_DESCRIPTION OF THE TASK_
Reproduce exactly, and only, the lines below from the one containing "Target: chimney shaft" through the one containing "Task: the component shall indicate the green leaves".

_Data items_

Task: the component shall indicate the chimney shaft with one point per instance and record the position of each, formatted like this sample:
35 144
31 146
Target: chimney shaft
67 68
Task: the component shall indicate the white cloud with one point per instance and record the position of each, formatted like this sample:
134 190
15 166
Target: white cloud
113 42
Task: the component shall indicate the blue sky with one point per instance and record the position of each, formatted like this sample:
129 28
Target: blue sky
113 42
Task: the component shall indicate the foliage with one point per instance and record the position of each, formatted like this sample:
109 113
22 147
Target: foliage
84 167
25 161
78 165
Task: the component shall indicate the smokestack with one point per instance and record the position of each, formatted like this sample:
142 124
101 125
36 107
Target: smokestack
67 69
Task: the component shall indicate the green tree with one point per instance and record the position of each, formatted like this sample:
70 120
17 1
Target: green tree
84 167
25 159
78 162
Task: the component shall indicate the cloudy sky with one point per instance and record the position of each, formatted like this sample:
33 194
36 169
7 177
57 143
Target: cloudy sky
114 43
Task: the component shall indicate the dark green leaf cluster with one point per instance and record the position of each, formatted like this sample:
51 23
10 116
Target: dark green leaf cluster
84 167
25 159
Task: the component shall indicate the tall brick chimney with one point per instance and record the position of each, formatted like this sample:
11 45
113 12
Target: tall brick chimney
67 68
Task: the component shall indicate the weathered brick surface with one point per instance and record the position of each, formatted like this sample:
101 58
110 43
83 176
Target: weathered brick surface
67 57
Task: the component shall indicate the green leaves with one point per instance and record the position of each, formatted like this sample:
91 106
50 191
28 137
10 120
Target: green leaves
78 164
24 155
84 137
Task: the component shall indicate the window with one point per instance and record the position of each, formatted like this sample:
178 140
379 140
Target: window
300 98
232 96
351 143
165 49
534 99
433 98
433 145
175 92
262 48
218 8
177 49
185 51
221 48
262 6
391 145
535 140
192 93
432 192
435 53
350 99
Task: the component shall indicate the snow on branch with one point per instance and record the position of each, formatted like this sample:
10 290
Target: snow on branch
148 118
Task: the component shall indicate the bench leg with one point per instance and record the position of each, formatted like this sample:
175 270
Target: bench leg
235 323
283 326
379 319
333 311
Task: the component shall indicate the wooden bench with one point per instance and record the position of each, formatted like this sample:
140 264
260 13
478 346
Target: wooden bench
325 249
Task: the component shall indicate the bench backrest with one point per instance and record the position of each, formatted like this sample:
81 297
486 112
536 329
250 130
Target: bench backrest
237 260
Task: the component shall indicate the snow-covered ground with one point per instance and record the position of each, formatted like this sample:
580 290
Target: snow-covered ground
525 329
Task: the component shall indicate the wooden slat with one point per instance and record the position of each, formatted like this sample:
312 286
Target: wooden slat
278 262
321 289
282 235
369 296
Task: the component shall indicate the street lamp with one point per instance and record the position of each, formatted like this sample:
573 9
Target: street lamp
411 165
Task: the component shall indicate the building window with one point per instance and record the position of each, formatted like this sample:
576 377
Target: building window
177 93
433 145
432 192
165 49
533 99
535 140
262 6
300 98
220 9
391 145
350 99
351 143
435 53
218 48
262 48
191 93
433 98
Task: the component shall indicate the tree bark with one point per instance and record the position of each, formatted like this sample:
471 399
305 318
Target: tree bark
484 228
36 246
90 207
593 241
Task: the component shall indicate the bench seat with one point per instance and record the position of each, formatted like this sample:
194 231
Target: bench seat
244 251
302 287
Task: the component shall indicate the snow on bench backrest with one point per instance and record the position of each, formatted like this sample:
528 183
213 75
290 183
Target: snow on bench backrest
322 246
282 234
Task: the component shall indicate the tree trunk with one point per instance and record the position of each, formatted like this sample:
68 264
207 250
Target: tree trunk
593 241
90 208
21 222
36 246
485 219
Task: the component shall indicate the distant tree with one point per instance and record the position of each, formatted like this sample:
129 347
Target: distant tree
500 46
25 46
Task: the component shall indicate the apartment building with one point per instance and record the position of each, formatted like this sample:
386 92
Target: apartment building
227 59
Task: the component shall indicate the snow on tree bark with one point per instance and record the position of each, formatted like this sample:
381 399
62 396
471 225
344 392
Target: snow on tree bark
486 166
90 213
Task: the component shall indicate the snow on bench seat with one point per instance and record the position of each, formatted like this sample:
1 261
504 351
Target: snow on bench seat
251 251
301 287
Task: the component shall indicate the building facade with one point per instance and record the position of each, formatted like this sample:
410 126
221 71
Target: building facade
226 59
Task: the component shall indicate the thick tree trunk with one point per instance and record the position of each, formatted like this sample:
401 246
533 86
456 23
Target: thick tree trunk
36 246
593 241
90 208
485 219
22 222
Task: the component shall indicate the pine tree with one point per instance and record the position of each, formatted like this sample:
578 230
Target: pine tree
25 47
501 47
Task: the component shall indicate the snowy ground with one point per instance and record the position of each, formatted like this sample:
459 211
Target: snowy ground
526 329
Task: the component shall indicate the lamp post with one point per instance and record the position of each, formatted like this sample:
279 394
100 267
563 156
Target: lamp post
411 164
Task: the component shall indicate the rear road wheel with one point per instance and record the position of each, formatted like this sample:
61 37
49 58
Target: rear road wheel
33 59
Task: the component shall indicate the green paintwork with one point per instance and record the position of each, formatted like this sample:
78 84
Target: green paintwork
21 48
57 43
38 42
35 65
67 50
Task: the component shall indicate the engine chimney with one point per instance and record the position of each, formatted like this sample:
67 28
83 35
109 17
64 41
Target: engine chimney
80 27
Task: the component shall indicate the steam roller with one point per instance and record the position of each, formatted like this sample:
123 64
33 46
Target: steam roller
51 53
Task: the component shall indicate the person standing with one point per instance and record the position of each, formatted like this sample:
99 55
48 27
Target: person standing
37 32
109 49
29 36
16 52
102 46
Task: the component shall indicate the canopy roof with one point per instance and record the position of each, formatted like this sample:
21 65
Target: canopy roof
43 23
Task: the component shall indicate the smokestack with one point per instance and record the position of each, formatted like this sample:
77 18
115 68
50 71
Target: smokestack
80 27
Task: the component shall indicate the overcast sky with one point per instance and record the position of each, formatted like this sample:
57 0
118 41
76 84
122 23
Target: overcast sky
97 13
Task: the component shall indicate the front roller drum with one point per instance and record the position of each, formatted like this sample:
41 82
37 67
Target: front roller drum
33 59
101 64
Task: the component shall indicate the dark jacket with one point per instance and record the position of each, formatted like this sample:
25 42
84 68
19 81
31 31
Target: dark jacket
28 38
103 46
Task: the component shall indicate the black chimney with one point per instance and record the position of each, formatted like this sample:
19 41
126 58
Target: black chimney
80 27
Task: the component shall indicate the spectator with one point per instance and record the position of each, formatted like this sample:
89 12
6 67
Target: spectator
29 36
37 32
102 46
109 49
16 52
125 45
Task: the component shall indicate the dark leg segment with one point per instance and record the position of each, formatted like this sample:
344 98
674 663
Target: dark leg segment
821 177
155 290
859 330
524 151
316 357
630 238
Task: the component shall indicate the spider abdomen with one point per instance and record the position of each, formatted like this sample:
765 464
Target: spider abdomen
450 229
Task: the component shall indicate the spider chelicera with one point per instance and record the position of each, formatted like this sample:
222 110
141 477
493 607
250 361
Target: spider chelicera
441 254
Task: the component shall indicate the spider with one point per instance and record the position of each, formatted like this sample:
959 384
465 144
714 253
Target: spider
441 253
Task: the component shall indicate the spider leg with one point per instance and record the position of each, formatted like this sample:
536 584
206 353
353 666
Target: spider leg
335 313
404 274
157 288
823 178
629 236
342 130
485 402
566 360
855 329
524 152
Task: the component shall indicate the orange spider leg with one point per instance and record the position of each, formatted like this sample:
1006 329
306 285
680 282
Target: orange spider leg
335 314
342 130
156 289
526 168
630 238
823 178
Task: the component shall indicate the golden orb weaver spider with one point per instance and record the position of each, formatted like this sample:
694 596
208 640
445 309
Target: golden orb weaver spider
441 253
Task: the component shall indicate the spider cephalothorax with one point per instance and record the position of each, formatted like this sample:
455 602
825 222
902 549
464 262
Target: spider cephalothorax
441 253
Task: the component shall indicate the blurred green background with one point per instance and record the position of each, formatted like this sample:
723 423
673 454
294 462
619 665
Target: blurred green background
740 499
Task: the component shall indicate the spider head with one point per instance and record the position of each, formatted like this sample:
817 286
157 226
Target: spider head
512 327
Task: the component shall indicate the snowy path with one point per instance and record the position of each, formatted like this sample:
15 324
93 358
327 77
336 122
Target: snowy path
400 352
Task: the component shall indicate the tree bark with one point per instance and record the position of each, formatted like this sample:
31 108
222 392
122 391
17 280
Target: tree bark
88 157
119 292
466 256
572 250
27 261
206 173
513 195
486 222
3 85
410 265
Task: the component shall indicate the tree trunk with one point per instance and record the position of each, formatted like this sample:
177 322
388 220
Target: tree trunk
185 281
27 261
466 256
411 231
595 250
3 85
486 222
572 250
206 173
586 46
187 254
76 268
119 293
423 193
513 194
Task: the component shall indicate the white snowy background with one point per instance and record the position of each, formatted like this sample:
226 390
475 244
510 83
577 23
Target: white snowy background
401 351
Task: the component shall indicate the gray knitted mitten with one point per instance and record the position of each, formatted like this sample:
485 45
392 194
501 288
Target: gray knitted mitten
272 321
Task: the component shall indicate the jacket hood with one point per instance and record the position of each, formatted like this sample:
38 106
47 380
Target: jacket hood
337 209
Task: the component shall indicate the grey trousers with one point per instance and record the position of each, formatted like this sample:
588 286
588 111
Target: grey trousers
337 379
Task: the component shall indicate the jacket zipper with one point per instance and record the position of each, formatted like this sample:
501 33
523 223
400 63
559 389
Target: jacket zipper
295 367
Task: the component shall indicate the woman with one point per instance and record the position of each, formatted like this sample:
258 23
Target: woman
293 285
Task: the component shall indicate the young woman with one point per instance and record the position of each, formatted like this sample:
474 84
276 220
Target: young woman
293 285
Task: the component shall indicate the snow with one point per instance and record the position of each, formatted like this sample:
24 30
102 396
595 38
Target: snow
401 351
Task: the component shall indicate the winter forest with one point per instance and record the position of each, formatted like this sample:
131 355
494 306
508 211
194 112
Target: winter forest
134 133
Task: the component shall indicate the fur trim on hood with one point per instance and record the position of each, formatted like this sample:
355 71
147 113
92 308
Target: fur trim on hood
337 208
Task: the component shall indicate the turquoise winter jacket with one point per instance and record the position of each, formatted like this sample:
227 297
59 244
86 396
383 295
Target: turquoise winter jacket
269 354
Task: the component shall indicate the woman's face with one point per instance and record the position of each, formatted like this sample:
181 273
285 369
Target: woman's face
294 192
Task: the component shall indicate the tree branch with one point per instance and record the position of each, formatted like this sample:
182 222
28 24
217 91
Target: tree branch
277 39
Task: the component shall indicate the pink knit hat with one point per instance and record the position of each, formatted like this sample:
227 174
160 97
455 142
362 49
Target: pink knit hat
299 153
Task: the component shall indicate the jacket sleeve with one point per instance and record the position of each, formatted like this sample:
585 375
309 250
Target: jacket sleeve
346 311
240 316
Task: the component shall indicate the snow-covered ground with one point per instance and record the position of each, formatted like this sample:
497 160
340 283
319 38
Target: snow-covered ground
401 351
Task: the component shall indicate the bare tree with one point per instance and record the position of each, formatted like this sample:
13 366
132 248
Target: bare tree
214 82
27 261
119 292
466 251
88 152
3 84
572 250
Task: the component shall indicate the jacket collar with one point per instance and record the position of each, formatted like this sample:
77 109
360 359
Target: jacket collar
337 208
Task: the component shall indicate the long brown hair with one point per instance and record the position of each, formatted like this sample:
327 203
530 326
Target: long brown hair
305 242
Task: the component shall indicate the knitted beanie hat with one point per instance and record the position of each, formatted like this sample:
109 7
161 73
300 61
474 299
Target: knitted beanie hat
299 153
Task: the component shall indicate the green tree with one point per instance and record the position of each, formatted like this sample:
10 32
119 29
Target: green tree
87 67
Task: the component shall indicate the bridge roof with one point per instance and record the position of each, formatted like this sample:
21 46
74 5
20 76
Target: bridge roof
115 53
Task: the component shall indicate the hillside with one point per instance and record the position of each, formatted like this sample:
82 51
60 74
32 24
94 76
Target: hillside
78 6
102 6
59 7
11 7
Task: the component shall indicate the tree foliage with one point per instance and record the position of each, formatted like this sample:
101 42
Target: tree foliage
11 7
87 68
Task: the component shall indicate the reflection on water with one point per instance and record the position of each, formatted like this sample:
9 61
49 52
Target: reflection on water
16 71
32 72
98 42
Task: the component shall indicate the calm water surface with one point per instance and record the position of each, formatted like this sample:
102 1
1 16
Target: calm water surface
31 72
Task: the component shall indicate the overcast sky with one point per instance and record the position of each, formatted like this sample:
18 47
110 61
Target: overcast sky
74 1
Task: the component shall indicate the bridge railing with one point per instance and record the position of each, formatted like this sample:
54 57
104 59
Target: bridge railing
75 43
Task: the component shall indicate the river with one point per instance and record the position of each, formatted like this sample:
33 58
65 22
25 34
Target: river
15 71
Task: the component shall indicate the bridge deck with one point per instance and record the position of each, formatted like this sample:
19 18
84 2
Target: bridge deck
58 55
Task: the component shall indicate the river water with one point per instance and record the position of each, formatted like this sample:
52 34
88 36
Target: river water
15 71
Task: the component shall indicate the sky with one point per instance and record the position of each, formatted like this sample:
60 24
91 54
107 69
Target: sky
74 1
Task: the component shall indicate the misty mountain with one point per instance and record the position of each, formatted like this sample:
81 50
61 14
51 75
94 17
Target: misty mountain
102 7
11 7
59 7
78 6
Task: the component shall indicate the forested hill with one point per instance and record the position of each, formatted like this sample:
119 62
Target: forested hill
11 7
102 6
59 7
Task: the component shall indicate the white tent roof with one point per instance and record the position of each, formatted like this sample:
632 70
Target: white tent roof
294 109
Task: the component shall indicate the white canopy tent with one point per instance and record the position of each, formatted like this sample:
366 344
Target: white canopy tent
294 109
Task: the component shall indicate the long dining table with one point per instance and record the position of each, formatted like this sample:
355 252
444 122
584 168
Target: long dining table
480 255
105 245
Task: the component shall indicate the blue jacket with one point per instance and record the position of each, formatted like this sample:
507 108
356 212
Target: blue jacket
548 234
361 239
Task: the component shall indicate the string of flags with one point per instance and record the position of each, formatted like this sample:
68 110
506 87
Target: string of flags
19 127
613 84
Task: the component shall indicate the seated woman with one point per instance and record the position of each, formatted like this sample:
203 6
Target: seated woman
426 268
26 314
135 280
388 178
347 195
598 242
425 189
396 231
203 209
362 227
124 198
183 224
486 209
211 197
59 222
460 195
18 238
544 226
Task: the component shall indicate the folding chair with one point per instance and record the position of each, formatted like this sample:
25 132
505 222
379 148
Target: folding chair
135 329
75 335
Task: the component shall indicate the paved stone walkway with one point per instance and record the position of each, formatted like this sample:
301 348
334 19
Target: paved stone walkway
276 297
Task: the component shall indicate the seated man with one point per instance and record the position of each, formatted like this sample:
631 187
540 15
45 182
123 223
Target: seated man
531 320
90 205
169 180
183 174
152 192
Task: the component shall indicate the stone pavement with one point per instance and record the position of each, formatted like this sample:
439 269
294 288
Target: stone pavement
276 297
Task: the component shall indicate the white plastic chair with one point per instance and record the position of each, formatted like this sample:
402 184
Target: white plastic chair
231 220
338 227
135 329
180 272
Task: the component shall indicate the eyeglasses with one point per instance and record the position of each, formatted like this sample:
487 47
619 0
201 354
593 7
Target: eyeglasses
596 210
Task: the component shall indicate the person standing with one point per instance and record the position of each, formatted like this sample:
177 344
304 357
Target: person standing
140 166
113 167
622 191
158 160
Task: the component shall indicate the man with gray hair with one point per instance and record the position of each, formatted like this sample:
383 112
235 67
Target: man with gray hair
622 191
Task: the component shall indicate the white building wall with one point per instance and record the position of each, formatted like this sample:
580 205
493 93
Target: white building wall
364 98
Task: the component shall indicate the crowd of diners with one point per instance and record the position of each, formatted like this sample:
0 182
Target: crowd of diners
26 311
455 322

_ANSWER FOR THE TASK_
Target: chimney shaft
67 68
Task: the component shall indicate the white cloud with one point per instance and record the position of each, formatted like this sample:
134 190
15 166
Target: white cloud
113 42
Task: the component shall indicate the blue sky with one point per instance and record the position of each, formatted like this sample:
129 28
Target: blue sky
113 42
Task: the component shall indicate the foliage with one point per instance and record the position of each, formatted like this sample:
109 113
22 147
Target: foliage
84 167
25 161
78 165
Task: the component shall indicate the smokestack with one point per instance and record the position of each, formatted like this sample:
142 124
101 125
36 107
Target: smokestack
67 69
Task: the component shall indicate the green tree with one point per instance and record the position of each, formatted like this sample:
70 120
17 1
Target: green tree
84 167
25 159
78 162
Task: the component shall indicate the cloudy sky with one point per instance and record the position of each, formatted like this sample:
33 194
36 169
7 177
57 143
Target: cloudy sky
114 43
Task: the component shall indicate the dark green leaf cluster with one point per instance and record the position of each, formatted like this sample:
51 23
10 116
Target: dark green leaf cluster
84 167
25 159
Task: the component shall indicate the tall brick chimney with one point per instance and record the position of each, formatted like this sample:
11 45
113 12
Target: tall brick chimney
67 68
Task: the component shall indicate the weathered brick surface with one point per instance and record the position of each, formatted like this sample:
101 58
110 43
83 176
Target: weathered brick surface
67 57
Task: the component shall indicate the green leaves with one point per instance and record the position of each, formatted like this sample:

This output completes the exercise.